*TEXT FOR ANALYSIS*:
====

Bloomington leaders are figuring out how to implement ranked-choice voting after voters opted in November to use the system in future elections.
Ranked-choice voting, an election method in which voters rank candidates for office in order of preference, is gaining traction throughout the metro area — Minnetonka also approved it in November, and St. Louis Park implemented it in 2018. Minneapolis and St. Paul have used the system for years.
Approval is just the first step. Bloomington needs to pass an ordinance that lays out the process for ranked-choice voting, such as deciding the number of candidates each voter may rank for each office and how to handle write-ins, recounts, ballot layout and the tabulation process.
A public hearing on the draft ordinance is scheduled for March 22. This year's Election Day, Nov. 2, will be the first time Bloomington puts the new method to use.
No joke: Snowplows named for Ole, Lena
A snowplow naming contest inspired by one in Scotland drew hundreds of suggestions for Scandia's three snowplows, with voters from Sweden to Wyoming choosing from a finalist list of 35 names. The winners: Ole, Sven and Lena.

====

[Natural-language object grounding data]
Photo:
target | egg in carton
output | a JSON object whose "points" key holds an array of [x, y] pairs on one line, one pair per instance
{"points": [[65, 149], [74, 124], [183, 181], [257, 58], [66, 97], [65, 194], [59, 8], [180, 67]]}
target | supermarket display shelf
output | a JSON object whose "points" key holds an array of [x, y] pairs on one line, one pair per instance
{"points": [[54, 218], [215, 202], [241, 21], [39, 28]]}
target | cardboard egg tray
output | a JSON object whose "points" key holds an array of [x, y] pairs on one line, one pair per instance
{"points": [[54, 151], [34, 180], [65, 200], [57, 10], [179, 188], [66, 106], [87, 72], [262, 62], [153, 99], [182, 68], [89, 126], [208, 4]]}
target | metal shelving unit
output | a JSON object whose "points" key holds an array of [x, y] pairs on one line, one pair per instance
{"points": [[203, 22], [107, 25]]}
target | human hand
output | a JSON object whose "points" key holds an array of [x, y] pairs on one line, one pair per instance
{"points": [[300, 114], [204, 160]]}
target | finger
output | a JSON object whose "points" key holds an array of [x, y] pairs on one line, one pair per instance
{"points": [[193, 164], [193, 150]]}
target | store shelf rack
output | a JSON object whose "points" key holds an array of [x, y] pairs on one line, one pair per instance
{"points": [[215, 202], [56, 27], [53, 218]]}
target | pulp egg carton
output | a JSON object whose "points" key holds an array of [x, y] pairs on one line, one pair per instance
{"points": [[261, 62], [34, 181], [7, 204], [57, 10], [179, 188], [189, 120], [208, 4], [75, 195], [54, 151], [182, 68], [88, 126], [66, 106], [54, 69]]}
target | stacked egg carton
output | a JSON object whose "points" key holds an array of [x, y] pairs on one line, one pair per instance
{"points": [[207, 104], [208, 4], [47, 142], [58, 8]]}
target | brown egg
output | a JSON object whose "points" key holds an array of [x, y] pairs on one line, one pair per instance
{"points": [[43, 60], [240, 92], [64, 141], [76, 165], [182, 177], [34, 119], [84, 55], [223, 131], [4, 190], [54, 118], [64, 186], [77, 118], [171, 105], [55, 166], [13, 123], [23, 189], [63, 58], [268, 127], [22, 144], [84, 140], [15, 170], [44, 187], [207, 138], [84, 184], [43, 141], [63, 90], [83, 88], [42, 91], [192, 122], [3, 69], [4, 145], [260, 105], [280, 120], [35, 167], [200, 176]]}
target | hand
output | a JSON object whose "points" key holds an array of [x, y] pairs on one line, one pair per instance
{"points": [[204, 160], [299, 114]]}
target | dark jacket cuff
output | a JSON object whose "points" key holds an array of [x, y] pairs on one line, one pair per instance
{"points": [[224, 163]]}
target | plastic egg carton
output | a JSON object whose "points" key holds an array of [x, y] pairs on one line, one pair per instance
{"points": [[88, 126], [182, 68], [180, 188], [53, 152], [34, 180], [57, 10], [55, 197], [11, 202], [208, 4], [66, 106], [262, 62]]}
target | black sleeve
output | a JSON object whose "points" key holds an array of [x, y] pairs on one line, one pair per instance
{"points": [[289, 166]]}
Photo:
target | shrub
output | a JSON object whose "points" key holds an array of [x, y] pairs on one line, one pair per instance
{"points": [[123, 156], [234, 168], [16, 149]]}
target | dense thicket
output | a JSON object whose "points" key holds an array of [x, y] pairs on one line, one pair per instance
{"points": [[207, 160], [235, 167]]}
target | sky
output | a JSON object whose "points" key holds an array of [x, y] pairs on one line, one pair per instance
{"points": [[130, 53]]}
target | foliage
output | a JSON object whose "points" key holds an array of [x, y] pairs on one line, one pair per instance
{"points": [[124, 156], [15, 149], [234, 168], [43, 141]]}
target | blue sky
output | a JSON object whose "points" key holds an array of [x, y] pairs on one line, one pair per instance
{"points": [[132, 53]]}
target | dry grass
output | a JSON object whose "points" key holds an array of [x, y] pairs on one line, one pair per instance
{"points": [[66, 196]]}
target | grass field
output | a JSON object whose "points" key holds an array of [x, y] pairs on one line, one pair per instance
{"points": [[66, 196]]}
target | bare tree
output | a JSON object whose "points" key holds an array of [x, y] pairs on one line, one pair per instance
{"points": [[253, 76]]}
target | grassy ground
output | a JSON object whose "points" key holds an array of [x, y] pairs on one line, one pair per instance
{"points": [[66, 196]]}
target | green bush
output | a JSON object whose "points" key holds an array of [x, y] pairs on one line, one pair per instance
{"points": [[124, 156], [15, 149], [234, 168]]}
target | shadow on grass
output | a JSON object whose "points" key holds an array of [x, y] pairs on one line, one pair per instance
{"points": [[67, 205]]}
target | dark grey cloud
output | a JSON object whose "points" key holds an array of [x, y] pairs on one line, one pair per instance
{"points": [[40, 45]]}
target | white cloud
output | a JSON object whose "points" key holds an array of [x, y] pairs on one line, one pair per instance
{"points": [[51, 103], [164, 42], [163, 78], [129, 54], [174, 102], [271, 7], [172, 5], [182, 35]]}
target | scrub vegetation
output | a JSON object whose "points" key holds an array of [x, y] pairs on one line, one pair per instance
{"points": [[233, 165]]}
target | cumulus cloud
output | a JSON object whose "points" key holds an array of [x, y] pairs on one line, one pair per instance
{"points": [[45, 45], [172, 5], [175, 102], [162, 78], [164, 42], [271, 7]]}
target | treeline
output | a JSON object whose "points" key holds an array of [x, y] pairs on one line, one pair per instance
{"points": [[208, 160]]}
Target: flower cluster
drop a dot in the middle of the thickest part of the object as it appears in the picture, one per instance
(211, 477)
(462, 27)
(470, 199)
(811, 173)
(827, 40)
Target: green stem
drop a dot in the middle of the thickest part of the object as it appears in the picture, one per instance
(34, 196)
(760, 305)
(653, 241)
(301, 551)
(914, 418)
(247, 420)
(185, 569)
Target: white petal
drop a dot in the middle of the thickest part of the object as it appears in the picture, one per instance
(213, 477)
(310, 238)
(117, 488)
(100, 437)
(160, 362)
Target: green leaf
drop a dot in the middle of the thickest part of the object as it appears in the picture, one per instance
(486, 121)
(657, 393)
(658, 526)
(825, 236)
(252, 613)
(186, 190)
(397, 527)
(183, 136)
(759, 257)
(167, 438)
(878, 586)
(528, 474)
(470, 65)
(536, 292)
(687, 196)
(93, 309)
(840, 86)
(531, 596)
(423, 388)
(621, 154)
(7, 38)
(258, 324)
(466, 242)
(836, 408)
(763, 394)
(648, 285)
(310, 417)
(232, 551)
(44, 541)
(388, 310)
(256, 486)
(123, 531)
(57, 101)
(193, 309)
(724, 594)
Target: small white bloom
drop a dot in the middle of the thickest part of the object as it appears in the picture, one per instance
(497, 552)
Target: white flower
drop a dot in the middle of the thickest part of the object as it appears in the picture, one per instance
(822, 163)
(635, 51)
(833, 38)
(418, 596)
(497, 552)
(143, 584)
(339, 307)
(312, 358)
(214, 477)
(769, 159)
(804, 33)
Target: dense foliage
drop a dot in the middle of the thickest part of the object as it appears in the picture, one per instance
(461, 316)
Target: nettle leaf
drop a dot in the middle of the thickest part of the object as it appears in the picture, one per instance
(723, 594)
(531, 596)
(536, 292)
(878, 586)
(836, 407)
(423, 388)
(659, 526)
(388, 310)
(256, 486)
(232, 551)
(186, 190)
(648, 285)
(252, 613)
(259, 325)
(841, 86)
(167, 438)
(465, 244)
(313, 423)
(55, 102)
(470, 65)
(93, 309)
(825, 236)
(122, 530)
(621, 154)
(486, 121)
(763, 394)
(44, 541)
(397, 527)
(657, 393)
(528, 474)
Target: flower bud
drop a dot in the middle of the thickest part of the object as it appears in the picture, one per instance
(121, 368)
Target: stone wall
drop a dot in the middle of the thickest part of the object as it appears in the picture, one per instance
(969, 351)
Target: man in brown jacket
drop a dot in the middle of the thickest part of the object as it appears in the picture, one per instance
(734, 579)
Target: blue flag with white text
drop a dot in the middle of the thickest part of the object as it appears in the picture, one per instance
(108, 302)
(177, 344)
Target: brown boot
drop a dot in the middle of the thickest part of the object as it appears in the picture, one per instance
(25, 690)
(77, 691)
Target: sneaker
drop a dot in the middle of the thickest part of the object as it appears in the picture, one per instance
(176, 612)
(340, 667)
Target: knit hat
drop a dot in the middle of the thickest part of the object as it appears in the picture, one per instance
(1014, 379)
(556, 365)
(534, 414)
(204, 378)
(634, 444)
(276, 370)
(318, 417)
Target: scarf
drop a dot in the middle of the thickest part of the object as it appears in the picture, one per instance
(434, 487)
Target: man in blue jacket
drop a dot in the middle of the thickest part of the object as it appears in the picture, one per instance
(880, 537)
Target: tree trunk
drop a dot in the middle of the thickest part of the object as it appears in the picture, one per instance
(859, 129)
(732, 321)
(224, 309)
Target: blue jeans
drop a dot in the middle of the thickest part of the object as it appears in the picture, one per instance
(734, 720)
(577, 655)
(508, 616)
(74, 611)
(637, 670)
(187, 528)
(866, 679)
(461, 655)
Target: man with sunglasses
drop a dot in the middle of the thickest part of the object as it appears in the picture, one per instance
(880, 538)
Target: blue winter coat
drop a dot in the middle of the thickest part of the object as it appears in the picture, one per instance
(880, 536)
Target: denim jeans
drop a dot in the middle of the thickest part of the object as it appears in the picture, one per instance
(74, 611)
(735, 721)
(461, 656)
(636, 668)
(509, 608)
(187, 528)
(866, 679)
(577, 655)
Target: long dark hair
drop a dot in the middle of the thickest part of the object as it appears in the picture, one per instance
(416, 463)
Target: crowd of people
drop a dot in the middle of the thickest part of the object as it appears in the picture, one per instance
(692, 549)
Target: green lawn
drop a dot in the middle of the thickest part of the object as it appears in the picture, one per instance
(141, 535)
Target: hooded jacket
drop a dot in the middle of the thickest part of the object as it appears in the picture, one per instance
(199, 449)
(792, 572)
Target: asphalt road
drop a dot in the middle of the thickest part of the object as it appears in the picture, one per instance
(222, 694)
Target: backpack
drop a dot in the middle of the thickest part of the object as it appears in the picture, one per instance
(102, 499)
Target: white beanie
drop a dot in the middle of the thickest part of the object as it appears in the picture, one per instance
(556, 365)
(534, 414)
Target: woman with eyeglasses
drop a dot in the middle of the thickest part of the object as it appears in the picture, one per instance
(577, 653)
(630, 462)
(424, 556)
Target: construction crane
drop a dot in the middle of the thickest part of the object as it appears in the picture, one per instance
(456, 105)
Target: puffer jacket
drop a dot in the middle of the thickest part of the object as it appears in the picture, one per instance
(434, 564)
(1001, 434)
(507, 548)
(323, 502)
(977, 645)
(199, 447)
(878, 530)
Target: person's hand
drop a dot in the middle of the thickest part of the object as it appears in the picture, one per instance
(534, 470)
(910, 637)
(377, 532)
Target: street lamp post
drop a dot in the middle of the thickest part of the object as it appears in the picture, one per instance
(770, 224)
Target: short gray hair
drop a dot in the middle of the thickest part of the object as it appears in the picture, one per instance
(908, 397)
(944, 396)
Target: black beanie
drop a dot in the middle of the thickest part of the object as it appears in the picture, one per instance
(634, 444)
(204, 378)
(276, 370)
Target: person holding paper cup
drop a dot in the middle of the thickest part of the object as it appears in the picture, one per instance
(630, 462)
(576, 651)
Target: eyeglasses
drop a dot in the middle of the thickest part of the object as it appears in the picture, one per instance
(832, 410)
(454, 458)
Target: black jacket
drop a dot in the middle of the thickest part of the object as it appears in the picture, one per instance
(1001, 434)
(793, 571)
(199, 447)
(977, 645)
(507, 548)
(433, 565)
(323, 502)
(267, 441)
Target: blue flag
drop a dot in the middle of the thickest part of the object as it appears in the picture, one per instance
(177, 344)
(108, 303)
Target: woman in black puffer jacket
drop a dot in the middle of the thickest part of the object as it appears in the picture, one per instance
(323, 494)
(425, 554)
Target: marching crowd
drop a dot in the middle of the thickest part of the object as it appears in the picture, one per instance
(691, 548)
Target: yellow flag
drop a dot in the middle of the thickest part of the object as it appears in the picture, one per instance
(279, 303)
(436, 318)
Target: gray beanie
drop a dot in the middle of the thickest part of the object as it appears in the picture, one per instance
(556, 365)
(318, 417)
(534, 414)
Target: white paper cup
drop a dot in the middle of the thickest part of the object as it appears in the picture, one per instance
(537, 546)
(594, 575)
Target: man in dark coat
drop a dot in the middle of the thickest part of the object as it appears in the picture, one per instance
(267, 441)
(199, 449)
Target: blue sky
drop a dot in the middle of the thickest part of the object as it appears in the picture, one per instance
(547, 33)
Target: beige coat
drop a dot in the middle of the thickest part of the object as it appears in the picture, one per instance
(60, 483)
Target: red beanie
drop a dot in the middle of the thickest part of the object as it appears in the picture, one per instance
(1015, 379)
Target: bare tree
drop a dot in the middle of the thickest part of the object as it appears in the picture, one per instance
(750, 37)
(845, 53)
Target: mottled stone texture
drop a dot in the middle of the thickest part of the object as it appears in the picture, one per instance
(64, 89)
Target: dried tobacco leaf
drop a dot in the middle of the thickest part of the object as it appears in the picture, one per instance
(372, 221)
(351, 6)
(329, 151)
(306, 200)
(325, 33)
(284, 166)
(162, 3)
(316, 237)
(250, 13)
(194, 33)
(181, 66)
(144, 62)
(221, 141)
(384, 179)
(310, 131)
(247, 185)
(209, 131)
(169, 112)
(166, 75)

====

Using the local news text, decide whether each statement agrees with it, and answer yes or no with the deciding words quoted from the text. 1. Minnetonka approved ranked-choice voting in November. 2. Bloomington will first use ranked-choice voting on March 22. 3. Voters in the Scandia snowplow contest chose from a finalist list of 35 names.

1. Yes: "Minnetonka also approved it in November"
2. No: "This year's Election Day, Nov. 2, will be the first time Bloomington puts the new method to use."
3. Yes: "choosing from a finalist list of 35 names"